EXERCISE -
Copy the data below word for word, from its very first line through the line that contains "(7, 32), (125, 158)", including that line. Leave the pictures out of your copy.

◇ ◇ ◇ ◇ ◇ ◇ ◇

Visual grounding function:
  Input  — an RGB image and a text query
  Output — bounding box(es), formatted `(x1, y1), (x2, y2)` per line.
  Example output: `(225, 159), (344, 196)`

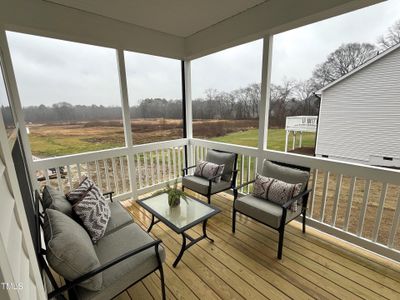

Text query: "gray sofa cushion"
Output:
(104, 201), (133, 235)
(261, 160), (310, 193)
(206, 149), (236, 181)
(77, 223), (165, 299)
(182, 175), (231, 195)
(235, 195), (301, 228)
(44, 209), (103, 291)
(43, 185), (73, 217)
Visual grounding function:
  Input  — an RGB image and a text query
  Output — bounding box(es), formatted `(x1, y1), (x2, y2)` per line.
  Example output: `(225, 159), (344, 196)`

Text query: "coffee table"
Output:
(137, 193), (221, 268)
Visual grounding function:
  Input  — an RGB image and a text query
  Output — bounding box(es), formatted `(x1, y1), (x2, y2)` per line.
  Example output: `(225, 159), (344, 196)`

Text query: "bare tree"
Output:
(313, 43), (378, 88)
(378, 20), (400, 50)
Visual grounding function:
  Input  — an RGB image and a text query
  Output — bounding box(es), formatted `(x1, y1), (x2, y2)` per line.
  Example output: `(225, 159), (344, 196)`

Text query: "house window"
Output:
(124, 51), (183, 145)
(192, 40), (262, 147)
(7, 32), (125, 158)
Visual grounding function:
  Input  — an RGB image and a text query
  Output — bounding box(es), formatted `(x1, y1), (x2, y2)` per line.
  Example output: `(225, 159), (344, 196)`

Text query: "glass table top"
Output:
(138, 193), (220, 231)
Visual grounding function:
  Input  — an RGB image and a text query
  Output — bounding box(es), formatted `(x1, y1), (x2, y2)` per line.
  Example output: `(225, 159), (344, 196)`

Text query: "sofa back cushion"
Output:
(206, 149), (236, 181)
(43, 209), (103, 291)
(42, 185), (73, 217)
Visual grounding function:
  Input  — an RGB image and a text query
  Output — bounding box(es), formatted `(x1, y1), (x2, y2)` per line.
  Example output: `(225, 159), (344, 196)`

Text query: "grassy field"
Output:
(211, 129), (315, 151)
(29, 119), (315, 158)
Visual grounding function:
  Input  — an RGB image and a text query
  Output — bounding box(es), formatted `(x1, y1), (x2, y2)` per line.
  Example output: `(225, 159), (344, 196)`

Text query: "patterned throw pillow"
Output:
(73, 190), (111, 243)
(194, 160), (225, 183)
(253, 174), (302, 212)
(66, 177), (94, 204)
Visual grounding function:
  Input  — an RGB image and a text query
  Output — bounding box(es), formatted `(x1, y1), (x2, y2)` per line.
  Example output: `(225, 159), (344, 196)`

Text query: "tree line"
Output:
(2, 20), (400, 127)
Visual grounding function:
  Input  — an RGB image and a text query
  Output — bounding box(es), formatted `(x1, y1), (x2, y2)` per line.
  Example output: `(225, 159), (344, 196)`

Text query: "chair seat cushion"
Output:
(77, 223), (165, 299)
(42, 185), (73, 217)
(182, 175), (231, 195)
(234, 195), (301, 228)
(104, 201), (133, 235)
(43, 209), (103, 291)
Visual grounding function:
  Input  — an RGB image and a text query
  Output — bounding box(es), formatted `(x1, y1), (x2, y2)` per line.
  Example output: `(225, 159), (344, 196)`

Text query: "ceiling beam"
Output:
(185, 0), (383, 59)
(0, 0), (184, 59)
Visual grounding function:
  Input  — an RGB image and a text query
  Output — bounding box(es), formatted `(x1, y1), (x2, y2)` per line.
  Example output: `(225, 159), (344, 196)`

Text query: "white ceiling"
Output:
(46, 0), (268, 37)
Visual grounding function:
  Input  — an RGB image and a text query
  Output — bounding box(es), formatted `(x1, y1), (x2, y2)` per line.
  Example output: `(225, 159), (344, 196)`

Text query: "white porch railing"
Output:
(33, 139), (400, 260)
(33, 139), (187, 200)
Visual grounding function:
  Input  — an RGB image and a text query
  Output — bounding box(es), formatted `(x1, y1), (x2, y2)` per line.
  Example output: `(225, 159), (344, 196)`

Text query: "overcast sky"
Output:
(0, 0), (400, 106)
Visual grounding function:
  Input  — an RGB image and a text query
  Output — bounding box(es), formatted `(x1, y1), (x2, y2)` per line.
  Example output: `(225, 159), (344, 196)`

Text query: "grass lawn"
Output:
(211, 129), (315, 151)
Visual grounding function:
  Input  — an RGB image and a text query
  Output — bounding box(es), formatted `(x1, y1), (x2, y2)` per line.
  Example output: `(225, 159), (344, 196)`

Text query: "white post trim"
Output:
(183, 60), (195, 165)
(0, 29), (39, 189)
(257, 35), (273, 172)
(116, 49), (138, 200)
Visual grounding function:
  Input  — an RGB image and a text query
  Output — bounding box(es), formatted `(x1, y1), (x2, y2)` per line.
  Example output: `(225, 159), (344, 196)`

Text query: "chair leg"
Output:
(232, 209), (236, 233)
(159, 265), (166, 300)
(278, 226), (285, 259)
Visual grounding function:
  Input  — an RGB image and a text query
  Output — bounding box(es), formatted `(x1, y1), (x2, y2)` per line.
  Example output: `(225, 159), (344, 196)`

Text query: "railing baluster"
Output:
(178, 147), (183, 177)
(165, 148), (172, 180)
(332, 174), (343, 226)
(310, 169), (318, 218)
(319, 171), (330, 222)
(372, 183), (388, 242)
(103, 159), (111, 191)
(161, 149), (167, 182)
(67, 165), (72, 191)
(76, 163), (82, 181)
(44, 169), (50, 185)
(136, 153), (142, 189)
(156, 150), (161, 183)
(344, 177), (356, 231)
(388, 186), (400, 248)
(246, 156), (251, 194)
(149, 151), (155, 185)
(119, 156), (126, 193)
(56, 167), (64, 192)
(94, 160), (103, 188)
(143, 152), (149, 186)
(240, 154), (244, 193)
(357, 179), (371, 236)
(111, 157), (120, 194)
(172, 147), (177, 179)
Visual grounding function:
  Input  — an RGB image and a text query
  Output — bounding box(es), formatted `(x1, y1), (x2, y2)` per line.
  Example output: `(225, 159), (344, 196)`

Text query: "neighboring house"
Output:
(315, 44), (400, 167)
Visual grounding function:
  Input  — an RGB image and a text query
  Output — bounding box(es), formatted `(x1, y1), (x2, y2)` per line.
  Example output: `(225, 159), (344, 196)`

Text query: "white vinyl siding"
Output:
(316, 48), (400, 164)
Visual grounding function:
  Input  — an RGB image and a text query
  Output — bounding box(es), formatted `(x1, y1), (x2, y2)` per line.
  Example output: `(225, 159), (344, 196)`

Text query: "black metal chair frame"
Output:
(182, 149), (239, 204)
(35, 191), (166, 300)
(232, 162), (311, 259)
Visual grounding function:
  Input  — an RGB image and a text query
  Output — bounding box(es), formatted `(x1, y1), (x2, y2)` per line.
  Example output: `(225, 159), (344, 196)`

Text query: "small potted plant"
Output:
(153, 180), (186, 207)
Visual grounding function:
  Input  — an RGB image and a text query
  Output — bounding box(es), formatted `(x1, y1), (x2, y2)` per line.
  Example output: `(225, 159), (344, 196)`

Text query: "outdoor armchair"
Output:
(232, 161), (311, 259)
(182, 149), (238, 203)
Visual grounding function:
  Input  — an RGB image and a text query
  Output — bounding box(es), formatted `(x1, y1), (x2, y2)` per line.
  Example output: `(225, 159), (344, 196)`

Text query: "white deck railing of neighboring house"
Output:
(33, 139), (400, 260)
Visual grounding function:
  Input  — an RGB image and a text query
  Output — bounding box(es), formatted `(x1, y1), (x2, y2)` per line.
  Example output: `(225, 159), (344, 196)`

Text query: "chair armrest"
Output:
(282, 189), (312, 209)
(48, 240), (161, 299)
(234, 179), (256, 190)
(182, 165), (196, 177)
(103, 191), (114, 202)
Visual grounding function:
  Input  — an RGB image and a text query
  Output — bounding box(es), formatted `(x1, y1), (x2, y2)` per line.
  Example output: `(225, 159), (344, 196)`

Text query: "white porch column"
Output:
(182, 60), (195, 166)
(257, 35), (273, 172)
(0, 28), (39, 189)
(116, 49), (138, 200)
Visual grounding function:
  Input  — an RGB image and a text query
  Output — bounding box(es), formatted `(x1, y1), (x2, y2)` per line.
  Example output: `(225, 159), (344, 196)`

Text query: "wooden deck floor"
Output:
(117, 195), (400, 300)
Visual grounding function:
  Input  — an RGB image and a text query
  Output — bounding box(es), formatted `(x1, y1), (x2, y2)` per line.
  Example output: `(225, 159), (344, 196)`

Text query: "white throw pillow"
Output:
(253, 174), (302, 211)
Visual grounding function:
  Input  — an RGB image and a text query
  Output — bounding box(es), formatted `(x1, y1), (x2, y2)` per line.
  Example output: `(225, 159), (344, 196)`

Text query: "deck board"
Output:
(122, 194), (400, 299)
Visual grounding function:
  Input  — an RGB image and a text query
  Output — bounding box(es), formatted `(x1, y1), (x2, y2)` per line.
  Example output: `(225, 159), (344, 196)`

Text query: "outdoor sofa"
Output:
(35, 186), (165, 299)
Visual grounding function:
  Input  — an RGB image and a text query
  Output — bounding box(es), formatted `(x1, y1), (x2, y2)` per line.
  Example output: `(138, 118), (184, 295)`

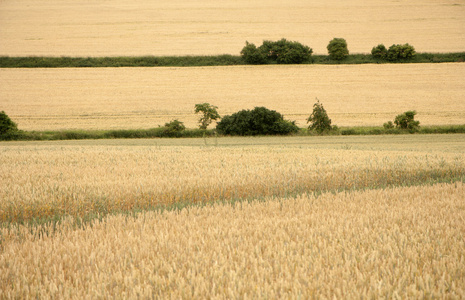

◇ ◇ ◇ ◇ ◇ ◇ ◇

OUTPUT -
Visual grounding function:
  Input  — an RGB image and a text query
  Output — bounding box(es), formatted `(x1, y1), (x2, y2)` per line.
  Example output: `(225, 159), (344, 196)`


Text query: "gray sofa cushion"
Output:
(104, 201), (133, 235)
(261, 160), (310, 193)
(206, 149), (236, 181)
(77, 223), (165, 299)
(182, 175), (231, 195)
(235, 195), (301, 228)
(44, 209), (103, 291)
(43, 185), (73, 217)
Visual grounding function:
  Input  — an RGB image and a text query
  Output — bounding box(es), formatted `(x1, y1), (x2, y2)` per line.
  Example output: `(225, 159), (344, 196)`

Text query: "coffee table"
Output:
(137, 193), (221, 268)
Visual grounding function:
  Input  — an RGB image and a text query
  Output — bounding box(es), formatted `(x1, y1), (x2, y2)` per line.
  Example output: `(225, 159), (344, 196)`

Text query: "bare tree"
Output:
(313, 43), (378, 88)
(378, 20), (400, 50)
Visual grounding function:
  Input  — an RGB image and a text query
  Output — bounding box(es), formatted `(x1, y1), (x2, y2)` per line.
  Example output: `(225, 159), (344, 196)`

Text query: "house window"
Output:
(124, 51), (183, 145)
(192, 40), (262, 147)
(7, 32), (125, 158)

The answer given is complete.